__Short problem__. Reproduce the listing below word for word, line by line, from the first line to the last, without altering anything.

[BEGIN Working data]

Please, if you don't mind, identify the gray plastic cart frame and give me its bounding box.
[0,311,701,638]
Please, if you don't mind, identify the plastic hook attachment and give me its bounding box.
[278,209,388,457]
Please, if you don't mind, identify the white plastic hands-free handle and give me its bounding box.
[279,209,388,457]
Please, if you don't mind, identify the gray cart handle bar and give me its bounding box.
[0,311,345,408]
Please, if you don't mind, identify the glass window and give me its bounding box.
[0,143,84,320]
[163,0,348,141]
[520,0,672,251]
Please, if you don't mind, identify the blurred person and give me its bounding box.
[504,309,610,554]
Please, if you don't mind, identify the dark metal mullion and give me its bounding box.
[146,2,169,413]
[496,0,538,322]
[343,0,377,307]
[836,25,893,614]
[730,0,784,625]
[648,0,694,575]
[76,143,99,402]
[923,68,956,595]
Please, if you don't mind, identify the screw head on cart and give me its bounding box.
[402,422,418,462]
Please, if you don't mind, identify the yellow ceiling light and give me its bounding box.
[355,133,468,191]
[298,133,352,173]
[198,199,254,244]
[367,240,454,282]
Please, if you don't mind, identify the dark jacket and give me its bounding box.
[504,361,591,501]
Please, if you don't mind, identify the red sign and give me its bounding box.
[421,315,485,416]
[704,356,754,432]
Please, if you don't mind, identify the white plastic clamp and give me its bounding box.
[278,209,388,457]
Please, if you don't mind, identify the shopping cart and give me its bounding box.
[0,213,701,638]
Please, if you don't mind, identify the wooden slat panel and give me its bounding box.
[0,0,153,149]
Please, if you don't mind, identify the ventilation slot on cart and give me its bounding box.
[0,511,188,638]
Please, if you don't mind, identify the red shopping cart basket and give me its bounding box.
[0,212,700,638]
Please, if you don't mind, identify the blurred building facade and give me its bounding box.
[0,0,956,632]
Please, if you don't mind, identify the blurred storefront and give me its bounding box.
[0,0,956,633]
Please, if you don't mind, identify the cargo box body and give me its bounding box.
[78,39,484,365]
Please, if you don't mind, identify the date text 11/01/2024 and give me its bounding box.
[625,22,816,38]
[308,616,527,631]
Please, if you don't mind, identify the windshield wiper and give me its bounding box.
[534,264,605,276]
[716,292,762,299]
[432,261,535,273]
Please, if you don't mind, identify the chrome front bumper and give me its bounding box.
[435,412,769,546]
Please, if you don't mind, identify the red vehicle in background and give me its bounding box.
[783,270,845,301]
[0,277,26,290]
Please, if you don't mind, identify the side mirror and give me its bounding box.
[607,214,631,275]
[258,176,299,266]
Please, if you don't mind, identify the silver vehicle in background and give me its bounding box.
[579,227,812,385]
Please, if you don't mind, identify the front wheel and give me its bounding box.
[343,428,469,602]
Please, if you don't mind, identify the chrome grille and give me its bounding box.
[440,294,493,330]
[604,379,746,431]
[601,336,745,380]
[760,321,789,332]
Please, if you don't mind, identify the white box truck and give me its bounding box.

[END Working data]

__Result__.
Please, if you don't mind, identify the gray plastic cart frame and give me its bounding box.
[0,311,701,638]
Please, if you don't mind, identify the plastic hook attachment and give me its bounding box.
[278,209,388,457]
Please, if you don't mind, identify the white plastic hands-free handle and give me its bounding box.
[279,209,388,457]
Please, if you don't mind, identify the gray cart handle bar and give me its bounding box.
[0,311,345,408]
Please, if you don't mind, identify the glass window and give me its bounding box.
[0,143,84,320]
[163,0,348,141]
[520,0,672,251]
Please, if you don't mind, identify the blurred person and give me its bounding box.
[504,309,610,554]
Please, if you don't mind, identify the dark metal mullion and give me its bounding box.
[146,2,169,413]
[496,0,538,322]
[343,0,377,307]
[836,25,893,614]
[730,0,784,625]
[648,0,694,575]
[76,143,99,402]
[923,68,956,595]
Please, if you don't mind, identify the screw head on cart and give me its bounding box.
[402,422,418,462]
Please, if you don't mind, identify the yellow ceiling light and give me its bounding box.
[355,133,468,191]
[298,133,352,173]
[198,199,254,244]
[367,240,454,282]
Please, if you don't mind, identify the dark jacket and give me its bounding box.
[504,361,591,501]
Please, if you don't mind, identify the red sign and give me its bounding box.
[421,315,485,416]
[704,356,754,432]
Please, if you don't mind, identify the white plastic clamp and give me its bounding box.
[278,209,388,457]
Please, if you don't mind, identify the shopping cart and give me its bounding box.
[0,213,701,638]
Please, if you don't mind, identify the wooden slat panel and give me its bounding box.
[0,0,153,149]
Please, if you don't mind, identify the ventilation slot on cart and give me its bounding box.
[0,511,188,638]
Please, if you don't mind, identify the red shopping cart basket and give me its bounding box.
[0,212,700,638]
Please, if you don't mind, identify the blurred building facade and give me its bounding box.
[0,0,956,632]
Please, if you don't mind, identify the blurred storefront and give me its bounding box.
[0,0,956,633]
Please, if you don't mind, identify the cargo box body and give me its bounding box.
[78,39,484,365]
Please, if you don't mind, identify the date text 11/01/2024 and give me its bounding box.
[625,22,816,38]
[308,616,527,631]
Please, if you don't mind, identify the windshield wiper and give me its bounding box.
[534,264,605,276]
[716,292,762,299]
[432,261,535,273]
Please, if you don't mind, identify the chrome front bumper and give me its bounding box.
[435,412,769,546]
Please, if you don't mind, identify the red vehicle in background and give me its bounding box.
[783,270,845,301]
[0,277,26,290]
Please, if you don't mind, identify the side mirror and give me its bounding box.
[607,214,631,275]
[258,176,299,266]
Please, if you don't mind, identify the silver vehicle in background and give me its bounding box.
[579,227,812,385]
Please, if you don't mind, identify the front wheel and give me its bounding box.
[343,428,469,602]
Please, if you don't mind, identify the chrome grille and give me its bounding box.
[440,294,493,330]
[604,379,746,431]
[601,336,745,380]
[760,321,789,332]
Please, if you don't mind, identify the white box truck and give me its bounding box.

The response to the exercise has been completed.